**Extracted text**
========================================================================
I wrote a book. You won’t hear more about it here because that’s not what here is for. Here is for this, this story telling, this shared moment when, hopefully, you read a thing I’ve written and we share that sondering moment where we both realize, for the first time or the thousandth, that every other life brims with time, experience, and meaning.
So, I wrote a book. The story lived in my head for nine years. I could have pushed it to a clean decade. A decade. A real anniversary for something to powerful, so intoxicating, so frustrating, to live in your head. If pressed, with a whiskey in hand, I would probably say it stretched back farther. Yes, there it is at 11 years. There again, buried in the arcane soil yet to be uncovered but there, at 13 years. That’s a good number, isn’t it? It’s probably older. We can’t know the genesis of things like these. You may pinpoint the epiphanic moment when you realized that you could write a book or that that character would make a good story better. I don’t know. Maybe you know exactly where, when, and how it happened. I don’t. As I read the lines I don’t always remember writing, lines I put away for days and weeks and sometimes months between work sessions, I see things that I didn’t know snuck their way in. I see hitchhikers. I see viruses. I see ideas unremembered for 18 years. I see memories I would have sworn were my own vibrant original content. Oh, no, that’s a converted memory from middle school. There’s something I remembered cooking up during college. Here’s something, no I swear to you that’s brand new and I made it up right here in this moment I remember so clearly, but no, wait, it’s a version, made writ, of a familiar where and when. I know that smell. I know that feeling. Dammit. There it is. Something new.
========================================================================
Dataset entries:

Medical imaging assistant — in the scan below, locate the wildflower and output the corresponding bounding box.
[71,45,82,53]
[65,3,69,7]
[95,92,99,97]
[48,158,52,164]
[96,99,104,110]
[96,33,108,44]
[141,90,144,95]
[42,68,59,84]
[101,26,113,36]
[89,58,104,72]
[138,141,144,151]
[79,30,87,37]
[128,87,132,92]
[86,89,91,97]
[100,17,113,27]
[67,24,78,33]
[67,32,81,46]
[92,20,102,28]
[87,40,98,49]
========================================================================
**Work to be completed**
Answer these questions about the text on writing a book:
1. What does the first paragraph say "here" is for?
2. For how many years did the story live in the writer's head?
3. Where does the writer say one of the converted memories came from?

**Result of the task**
1. Story telling, a shared moment when the reader reads something the writer has written.
2. Nine years.
3. Middle school.